▸ **EXERCISE INSTRUCTIONS**
Copy every line from the start of the items through the line that contains "Query: man in black shirt", inclusive, without changing anything.

+ + + + + + +

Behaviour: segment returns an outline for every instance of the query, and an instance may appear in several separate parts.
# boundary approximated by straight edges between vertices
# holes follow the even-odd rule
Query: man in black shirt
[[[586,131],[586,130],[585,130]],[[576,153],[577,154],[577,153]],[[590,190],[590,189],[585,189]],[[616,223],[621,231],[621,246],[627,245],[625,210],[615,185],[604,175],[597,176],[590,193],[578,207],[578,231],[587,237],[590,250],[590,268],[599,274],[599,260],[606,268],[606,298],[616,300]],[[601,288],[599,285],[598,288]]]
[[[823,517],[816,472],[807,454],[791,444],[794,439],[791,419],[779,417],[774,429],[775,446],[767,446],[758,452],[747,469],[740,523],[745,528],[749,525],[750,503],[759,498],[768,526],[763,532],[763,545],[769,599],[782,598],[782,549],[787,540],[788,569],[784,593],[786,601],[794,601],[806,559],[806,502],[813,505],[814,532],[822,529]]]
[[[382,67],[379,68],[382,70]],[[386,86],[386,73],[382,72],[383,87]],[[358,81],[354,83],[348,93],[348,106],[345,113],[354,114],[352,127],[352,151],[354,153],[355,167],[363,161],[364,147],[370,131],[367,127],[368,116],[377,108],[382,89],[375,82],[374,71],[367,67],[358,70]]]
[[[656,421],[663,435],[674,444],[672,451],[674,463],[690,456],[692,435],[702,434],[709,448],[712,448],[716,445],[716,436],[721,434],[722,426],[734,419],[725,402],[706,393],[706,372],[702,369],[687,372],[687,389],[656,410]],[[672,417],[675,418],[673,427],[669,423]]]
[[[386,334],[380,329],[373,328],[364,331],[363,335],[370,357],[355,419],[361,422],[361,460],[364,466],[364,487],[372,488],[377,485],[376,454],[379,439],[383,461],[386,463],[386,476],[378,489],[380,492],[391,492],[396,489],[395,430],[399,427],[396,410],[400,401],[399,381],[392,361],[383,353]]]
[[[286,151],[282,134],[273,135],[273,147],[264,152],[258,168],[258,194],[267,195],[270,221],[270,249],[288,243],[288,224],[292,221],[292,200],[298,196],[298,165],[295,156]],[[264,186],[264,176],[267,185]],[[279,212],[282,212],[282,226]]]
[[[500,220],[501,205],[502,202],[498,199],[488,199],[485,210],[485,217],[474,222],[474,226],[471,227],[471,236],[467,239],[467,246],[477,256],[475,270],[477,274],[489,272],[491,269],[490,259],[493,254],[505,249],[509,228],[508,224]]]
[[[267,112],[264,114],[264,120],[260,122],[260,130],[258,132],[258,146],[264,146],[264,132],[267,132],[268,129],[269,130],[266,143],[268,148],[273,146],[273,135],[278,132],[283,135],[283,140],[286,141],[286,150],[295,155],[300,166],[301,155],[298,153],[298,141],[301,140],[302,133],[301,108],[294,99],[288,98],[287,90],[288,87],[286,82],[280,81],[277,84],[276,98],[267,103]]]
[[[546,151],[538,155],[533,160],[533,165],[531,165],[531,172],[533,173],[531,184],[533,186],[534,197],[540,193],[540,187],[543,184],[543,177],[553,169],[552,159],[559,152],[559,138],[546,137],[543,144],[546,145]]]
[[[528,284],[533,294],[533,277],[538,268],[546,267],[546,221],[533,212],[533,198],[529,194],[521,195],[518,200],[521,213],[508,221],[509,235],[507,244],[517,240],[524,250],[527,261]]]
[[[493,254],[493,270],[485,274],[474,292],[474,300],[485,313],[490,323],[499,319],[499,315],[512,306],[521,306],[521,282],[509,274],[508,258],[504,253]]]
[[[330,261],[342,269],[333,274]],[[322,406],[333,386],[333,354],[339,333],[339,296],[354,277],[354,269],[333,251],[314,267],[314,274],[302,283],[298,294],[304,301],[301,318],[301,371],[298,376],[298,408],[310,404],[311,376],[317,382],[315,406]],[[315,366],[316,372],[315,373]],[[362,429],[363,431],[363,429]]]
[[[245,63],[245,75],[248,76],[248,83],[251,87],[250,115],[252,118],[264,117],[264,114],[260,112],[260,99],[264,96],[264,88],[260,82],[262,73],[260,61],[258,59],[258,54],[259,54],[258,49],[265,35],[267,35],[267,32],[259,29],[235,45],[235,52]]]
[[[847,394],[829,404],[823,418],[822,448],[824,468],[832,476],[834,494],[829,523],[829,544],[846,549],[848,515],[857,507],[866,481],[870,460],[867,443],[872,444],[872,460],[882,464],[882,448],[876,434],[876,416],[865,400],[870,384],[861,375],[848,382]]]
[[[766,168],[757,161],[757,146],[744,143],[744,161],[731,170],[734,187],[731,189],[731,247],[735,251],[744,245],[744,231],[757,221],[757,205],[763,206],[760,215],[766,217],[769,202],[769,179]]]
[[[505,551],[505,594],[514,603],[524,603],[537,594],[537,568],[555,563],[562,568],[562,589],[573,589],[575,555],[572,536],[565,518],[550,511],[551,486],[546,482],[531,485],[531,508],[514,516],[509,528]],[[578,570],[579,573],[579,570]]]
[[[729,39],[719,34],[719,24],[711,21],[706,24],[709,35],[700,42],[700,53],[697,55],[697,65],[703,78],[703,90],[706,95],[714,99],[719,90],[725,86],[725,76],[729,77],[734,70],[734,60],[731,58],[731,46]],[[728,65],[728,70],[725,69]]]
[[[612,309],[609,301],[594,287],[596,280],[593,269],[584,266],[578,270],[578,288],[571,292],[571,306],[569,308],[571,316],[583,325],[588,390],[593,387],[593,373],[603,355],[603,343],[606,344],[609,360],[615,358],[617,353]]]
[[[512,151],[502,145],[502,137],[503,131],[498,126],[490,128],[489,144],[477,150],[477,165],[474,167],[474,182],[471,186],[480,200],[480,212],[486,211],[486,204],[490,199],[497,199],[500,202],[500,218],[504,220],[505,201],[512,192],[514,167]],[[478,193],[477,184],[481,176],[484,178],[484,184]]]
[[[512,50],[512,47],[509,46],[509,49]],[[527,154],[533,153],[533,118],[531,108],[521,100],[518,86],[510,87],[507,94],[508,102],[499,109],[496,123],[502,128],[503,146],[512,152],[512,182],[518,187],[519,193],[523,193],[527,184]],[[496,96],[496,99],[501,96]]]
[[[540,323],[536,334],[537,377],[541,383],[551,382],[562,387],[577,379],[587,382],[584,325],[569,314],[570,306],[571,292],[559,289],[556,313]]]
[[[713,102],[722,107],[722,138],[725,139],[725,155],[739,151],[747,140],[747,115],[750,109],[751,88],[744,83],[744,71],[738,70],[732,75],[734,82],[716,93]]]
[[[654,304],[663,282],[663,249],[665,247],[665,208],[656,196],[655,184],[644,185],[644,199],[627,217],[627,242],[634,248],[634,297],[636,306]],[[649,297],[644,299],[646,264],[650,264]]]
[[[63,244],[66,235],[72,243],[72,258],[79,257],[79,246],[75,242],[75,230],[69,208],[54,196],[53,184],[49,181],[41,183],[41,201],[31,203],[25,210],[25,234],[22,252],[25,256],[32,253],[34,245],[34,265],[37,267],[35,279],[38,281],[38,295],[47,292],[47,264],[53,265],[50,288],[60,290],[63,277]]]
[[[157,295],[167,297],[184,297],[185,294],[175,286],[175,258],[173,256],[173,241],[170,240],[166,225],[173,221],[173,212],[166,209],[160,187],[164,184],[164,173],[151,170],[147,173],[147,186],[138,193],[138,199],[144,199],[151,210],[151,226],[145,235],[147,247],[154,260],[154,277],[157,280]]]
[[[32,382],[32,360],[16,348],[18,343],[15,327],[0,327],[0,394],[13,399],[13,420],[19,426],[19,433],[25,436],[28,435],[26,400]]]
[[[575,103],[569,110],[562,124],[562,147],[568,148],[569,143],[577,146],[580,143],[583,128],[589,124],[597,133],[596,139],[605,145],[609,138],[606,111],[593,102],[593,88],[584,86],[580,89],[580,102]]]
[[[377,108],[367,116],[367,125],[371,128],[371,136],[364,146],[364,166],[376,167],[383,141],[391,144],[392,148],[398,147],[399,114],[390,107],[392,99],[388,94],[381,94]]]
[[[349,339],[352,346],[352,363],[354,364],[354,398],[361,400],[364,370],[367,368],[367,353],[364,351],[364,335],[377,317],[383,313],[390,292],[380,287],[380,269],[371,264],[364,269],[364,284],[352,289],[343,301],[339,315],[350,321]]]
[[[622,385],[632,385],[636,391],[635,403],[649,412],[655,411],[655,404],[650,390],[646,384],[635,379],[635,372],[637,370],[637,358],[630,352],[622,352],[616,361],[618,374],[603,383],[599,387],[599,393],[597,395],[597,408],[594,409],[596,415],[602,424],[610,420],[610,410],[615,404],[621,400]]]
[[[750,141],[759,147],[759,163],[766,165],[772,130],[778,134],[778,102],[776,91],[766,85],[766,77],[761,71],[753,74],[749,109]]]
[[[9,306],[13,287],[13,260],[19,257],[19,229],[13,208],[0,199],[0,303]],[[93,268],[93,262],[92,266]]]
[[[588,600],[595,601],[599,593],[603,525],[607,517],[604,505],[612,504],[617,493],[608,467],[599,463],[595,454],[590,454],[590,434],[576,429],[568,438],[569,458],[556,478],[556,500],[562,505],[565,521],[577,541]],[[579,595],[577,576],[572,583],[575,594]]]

+ + + + + + +

▸ **OUTPUT BELOW**
Behaviour: segment returns an outline for every instance of the query, and an instance may appear in several separate parts.
# boundary approximated by straight edges between vertices
# holes follow the even-odd rule
Query: man in black shirt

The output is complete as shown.